About this exercise: Copy out every record precisely.

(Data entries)
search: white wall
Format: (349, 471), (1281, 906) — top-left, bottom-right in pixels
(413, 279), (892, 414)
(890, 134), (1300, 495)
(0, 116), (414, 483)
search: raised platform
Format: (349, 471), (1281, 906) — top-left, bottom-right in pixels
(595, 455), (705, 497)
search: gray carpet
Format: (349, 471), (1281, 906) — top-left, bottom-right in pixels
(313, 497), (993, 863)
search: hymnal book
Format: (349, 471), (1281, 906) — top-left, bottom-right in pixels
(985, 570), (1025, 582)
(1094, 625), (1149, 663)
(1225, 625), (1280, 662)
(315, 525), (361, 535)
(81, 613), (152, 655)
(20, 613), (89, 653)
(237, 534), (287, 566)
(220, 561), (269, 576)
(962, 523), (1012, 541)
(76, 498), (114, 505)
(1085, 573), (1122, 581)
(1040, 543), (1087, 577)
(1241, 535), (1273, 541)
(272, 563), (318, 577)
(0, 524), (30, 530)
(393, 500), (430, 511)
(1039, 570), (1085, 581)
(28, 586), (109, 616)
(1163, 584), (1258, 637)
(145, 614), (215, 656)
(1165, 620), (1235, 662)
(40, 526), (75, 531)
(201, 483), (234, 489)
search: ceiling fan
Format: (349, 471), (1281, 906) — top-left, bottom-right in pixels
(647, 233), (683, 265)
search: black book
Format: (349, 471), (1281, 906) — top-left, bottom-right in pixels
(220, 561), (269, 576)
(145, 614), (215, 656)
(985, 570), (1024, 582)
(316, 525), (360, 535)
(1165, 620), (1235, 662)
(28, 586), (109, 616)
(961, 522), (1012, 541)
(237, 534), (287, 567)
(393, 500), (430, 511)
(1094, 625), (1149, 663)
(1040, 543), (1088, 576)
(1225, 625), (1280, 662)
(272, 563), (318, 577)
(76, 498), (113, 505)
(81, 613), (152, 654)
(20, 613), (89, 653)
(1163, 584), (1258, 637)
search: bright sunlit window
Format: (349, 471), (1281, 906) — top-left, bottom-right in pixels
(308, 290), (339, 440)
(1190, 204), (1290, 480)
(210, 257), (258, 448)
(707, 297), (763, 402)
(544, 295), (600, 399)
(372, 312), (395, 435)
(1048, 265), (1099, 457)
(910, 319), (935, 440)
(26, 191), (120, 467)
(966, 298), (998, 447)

Expected answer:
search: white wall
Format: (349, 471), (1281, 906) — top-left, bottom-right in pixels
(413, 279), (892, 414)
(890, 134), (1300, 495)
(0, 116), (414, 483)
search: raised platform
Format: (349, 471), (1281, 906) — top-left, bottom-right in pixels
(595, 455), (705, 497)
search: gray carpet
Format: (349, 471), (1281, 906) — top-left, bottom-right in pixels
(313, 497), (993, 863)
search: hymnal book
Format: (349, 471), (1281, 906) — top-left, bottom-right in pixels
(985, 570), (1025, 582)
(1094, 625), (1149, 663)
(1225, 625), (1280, 662)
(315, 525), (361, 535)
(81, 613), (152, 655)
(20, 613), (89, 653)
(237, 534), (287, 566)
(220, 561), (269, 576)
(962, 523), (1012, 541)
(76, 498), (114, 505)
(1085, 573), (1122, 581)
(1040, 543), (1087, 577)
(1241, 535), (1273, 541)
(272, 563), (318, 577)
(0, 524), (30, 530)
(393, 500), (430, 511)
(1039, 570), (1085, 581)
(28, 586), (109, 616)
(1163, 584), (1258, 637)
(145, 614), (215, 656)
(1165, 620), (1235, 662)
(40, 526), (75, 531)
(201, 483), (234, 489)
search: ceiling fan
Format: (349, 471), (1281, 906) — top-left, bottom-right in pixels
(647, 233), (683, 265)
search: black book
Format: (349, 471), (1281, 906) — top-left, bottom-right in pixels
(220, 561), (269, 576)
(145, 614), (215, 656)
(985, 570), (1024, 582)
(316, 525), (360, 535)
(1165, 620), (1235, 662)
(28, 586), (109, 616)
(961, 522), (1012, 541)
(237, 534), (287, 567)
(393, 500), (430, 511)
(1094, 625), (1149, 663)
(1040, 543), (1088, 576)
(1225, 625), (1280, 662)
(272, 563), (318, 577)
(76, 498), (113, 505)
(81, 613), (152, 654)
(20, 613), (89, 653)
(1163, 584), (1258, 637)
search: bright sunlit window
Format: (349, 471), (1281, 906) — top-left, bottom-right in pixels
(308, 290), (339, 440)
(1190, 204), (1290, 480)
(210, 257), (258, 448)
(707, 297), (763, 402)
(544, 295), (600, 399)
(372, 312), (395, 435)
(1048, 265), (1099, 457)
(910, 319), (935, 440)
(26, 191), (120, 467)
(966, 298), (998, 447)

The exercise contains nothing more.